▶ TASK INSTRUCTIONS
Could you print each entry below verbatim while omitting the pictures?

[Annotated photo localization data]
■ ■ ■

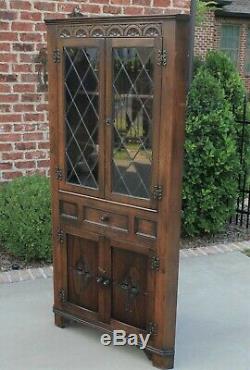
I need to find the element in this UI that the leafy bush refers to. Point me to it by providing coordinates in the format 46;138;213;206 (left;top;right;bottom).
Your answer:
0;175;52;262
202;51;245;117
182;69;240;236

■ ■ ■

▶ THE COMPLETED TASK
I need to find the element in this UI that the leafy bush refers to. Point me to it by providing coordinates in the format 46;138;213;206 (left;top;right;bottom).
Your answer:
0;175;52;262
202;51;245;117
182;69;240;236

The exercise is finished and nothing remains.